▶ Given passage:
I recently read a new paper (late 2019) about a one-shot object detector called CenterNet. Apart from this, I'm using Yolo (V3) one-shot detector, and what surprised me is the close similarity between Yolo V1 and CenterNet.
First, both frameworks treat object detection as a regression problem, each of them outputs a tensor that can be seen as a grid with cells (below is an example of an output grid).
Each cell in this grid predicts an object class, a box offset relative to the cell's position and a box size. The only major difference between Yolo V1 and CenterNet is that Yolo also predicts an object confidence score, that is represented in CenterNet by the class score. Yolo also predicts 2 boxes.
In brief, the tensor at one cell position is Class + B x (Conf + Size + Off)
for Yolo V1 and Class + Size + Off
for CenterNet.
The training strategy is quite similar too. Only the cell containing the center of a ground truth is responsible for that detection and thus affects the loss. Cells near the ground truths center (base on the distance for CenterNet and IoU for Darknet) have a reduced penalty in the loss (Focal Loss for CenterNet vs and tuned hyper parameter for Yolo).
The loss functions have near the same structure (see above) except that L1 is preferred in CenterNet while Yolo uses L2, among other subtleties.

▶ What this task involves: Continue the post comparing Yolo V1 and CenterNet from its final sentence.

▶ Extracted information:

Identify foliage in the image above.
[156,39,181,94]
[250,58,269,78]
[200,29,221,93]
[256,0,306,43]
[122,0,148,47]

▶ Reply to the exercise:
My point is not that Yolo V1 and CenterNet are the same — there are not — but they are far closer that it appears at first glance.
The problem is that recent papers like CenterNet (CornerNet, ExtremeNet, Triplet CenterNet, MatrixNet) all claim to be "Keypoint-based detector" while they are not so much different than regular "anchor-based" detectors (that are preconditioned regressors in fact).
Instead I think that the biggest difference between Yolo and CenterNet is the backbone that has a bigger resolution for CenterNet (64x64) while Darknet has 7 or 8 only.
My Question is: do you see a major difference between the two concepts that I may have missed and that could explain the performance gap? I understand that new backbones, new loss functions and better resolutions can improve the accuracy but is there a structural difference between the two approaches?